Records from a data collection:
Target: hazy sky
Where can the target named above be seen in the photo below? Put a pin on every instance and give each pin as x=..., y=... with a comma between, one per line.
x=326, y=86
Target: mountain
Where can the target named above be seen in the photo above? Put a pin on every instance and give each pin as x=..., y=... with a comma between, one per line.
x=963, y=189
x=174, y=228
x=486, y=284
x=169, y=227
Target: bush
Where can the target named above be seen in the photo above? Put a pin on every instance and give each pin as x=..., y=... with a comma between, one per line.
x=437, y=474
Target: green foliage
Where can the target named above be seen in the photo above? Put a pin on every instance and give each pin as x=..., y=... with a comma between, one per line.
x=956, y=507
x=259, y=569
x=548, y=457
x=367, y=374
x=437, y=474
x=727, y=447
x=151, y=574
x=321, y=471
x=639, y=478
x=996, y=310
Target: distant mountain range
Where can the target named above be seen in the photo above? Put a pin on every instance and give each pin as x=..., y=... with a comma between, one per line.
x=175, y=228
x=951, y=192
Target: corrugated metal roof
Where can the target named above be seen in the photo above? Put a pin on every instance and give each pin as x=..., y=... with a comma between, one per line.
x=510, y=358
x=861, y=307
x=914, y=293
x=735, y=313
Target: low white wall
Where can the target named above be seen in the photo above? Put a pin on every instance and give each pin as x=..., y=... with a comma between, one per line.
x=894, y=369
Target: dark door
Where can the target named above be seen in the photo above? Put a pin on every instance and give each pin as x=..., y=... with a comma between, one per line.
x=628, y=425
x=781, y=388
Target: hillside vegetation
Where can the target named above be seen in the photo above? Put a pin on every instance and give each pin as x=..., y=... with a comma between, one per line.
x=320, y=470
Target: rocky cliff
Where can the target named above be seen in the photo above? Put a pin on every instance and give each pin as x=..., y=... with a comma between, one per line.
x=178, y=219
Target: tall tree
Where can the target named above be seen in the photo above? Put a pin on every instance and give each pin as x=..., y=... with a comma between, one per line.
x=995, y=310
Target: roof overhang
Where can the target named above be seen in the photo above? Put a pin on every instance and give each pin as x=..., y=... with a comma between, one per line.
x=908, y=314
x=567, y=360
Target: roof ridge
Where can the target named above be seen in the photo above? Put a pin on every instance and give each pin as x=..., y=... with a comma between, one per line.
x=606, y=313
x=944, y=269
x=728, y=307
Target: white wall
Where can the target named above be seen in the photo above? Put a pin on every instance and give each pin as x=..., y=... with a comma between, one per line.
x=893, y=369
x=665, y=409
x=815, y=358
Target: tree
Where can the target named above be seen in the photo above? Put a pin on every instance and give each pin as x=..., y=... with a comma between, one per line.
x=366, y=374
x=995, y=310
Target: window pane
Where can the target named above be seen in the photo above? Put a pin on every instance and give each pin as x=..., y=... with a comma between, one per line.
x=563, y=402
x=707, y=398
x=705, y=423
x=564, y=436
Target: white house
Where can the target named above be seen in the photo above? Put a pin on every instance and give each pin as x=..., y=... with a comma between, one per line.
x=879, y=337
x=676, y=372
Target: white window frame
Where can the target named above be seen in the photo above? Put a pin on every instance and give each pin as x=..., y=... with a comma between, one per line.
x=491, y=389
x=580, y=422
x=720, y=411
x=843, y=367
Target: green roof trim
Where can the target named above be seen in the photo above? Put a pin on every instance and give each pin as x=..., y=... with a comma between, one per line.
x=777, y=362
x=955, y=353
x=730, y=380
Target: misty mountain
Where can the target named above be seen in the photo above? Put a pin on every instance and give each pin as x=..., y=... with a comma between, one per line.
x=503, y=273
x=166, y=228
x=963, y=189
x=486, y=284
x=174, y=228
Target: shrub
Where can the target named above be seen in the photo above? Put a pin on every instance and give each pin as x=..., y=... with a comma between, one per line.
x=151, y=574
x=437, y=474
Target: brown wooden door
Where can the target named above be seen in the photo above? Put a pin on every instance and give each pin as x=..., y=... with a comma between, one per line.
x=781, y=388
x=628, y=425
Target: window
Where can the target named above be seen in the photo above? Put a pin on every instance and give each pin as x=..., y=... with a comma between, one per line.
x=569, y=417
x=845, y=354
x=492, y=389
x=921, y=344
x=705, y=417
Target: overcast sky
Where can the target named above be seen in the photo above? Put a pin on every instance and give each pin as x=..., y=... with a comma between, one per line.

§ **Your task**:
All of the entries should be output exactly as they appear above.

§ **Problem solution**:
Target: hazy sky
Where can the target named above be seen in the photo below? Put a pin on every instance and give each pin as x=..., y=... with a comma between, one per line.
x=326, y=86
Target: mountain
Where can the target named above be seen in the photo above? Put a pin on every instance and give each pin as x=..., y=... with a comma between, one per line.
x=963, y=189
x=174, y=228
x=486, y=284
x=169, y=227
Target: bush
Where can the target named above be seen in the photo above? Put a pin on every instance and give each pin as x=..., y=... with a comma between, one per line.
x=437, y=474
Target: green foliage
Where can the target named above be seen in the photo above? Put a pin on every instance and give each pin as x=..., y=... with a comma between, one per line.
x=956, y=507
x=259, y=569
x=548, y=457
x=367, y=374
x=437, y=474
x=727, y=447
x=151, y=574
x=321, y=471
x=639, y=478
x=996, y=310
Target: distant mountain range
Where can the target named above be seen in the photo above? Put a pin on every instance and give each pin as x=..., y=... with a comma between, one per line.
x=175, y=228
x=951, y=192
Target: corrugated metal roof
Where can the target named above be seen in the photo above? Put a pin on every instance and give each pin as x=..., y=... with a comma between, one per line.
x=510, y=358
x=861, y=307
x=914, y=293
x=735, y=313
Target: low white wall
Where can the target named above be seen in the photo above? Put a pin on every instance and give each pin as x=..., y=... with a comma between, one per line.
x=894, y=369
Target: dark door
Where can the target named above be seen in the photo above? Put a pin on every instance and give each pin as x=..., y=... with a comma between, one per line.
x=628, y=425
x=781, y=388
Target: hillside vegetation
Where can the target named above be seen in the photo above? Put a pin on every instance and give each pin as x=..., y=... with a comma between, one per line.
x=320, y=470
Target: rocky cliff
Where can the target named above be seen in the photo above? Put a pin on every instance and give each pin as x=..., y=... with a comma between, one per line.
x=178, y=219
Target: tall tree
Where can the target named above be seen in the photo above? Put a pin on every instance and give each pin as x=..., y=... with a comma between, one per line.
x=995, y=310
Target: roof overhang
Where can the target named above be seen in the photo above? Put a pin on every instance and give each pin as x=..., y=... with a comma between, one per line.
x=908, y=314
x=567, y=360
Target: roof ridge
Where can the target named above be seen in the photo above? Put a pin on every instance and give each pin as x=..., y=... with a comma between, one per line.
x=606, y=313
x=944, y=269
x=728, y=307
Target: white wall
Where can the target named above be seen in the photo above? Put a pin on every instance and give each pin as x=..., y=... with a comma between, one per line.
x=893, y=369
x=665, y=409
x=815, y=358
Target: tree
Where can the target named above be seen in the photo above? Put a pin on every instance and give each pin as x=..., y=... with a comma between, one per line.
x=366, y=374
x=995, y=310
Target: window pane
Where can the target named above be seen in the photo above? Put a pin on every instance and give each pin as x=..., y=... with a comma between, one per line.
x=563, y=402
x=707, y=398
x=705, y=423
x=564, y=436
Target: white house
Where can the target named above be seen in the photo above? Put a pin on every instance and give each pin as x=..., y=... with a comma between, one per line.
x=879, y=337
x=676, y=372
Target: white window frame
Where can the target named above be seen in the photo above? Put a pin on every instance and give each pin as x=..., y=... with a comma between, one per line.
x=491, y=389
x=580, y=422
x=720, y=411
x=843, y=367
Target: green roof trim
Where can the target named above be seen in the photo above? Put a pin on every instance and give each pin as x=..., y=... with a comma between, one per line.
x=777, y=362
x=955, y=353
x=730, y=380
Target: misty mountain
Where can the target named above be seen in the photo above? Put a pin on every instance and give each pin as x=..., y=... with a comma between, one per line.
x=503, y=273
x=166, y=228
x=963, y=189
x=486, y=284
x=174, y=228
Target: shrub
Where can the target named above be seen in the photo above? Put a pin on every instance and give each pin as x=..., y=... with a comma between, one per line.
x=151, y=574
x=437, y=474
Target: brown wooden door
Where can the target named above be seen in the photo above? Put a pin on every instance and give each pin as x=..., y=... with a comma between, one per line.
x=781, y=388
x=628, y=425
Target: window
Where can the target named above be seen in the photo above? Put a pin on every instance and give each pin as x=..., y=... with a comma between, one per line.
x=569, y=417
x=845, y=354
x=492, y=389
x=921, y=344
x=705, y=417
Target: overcast sky
Where can the target named above be seen in the photo above? Put a pin on every instance and give each pin as x=..., y=... with a comma between, one per line.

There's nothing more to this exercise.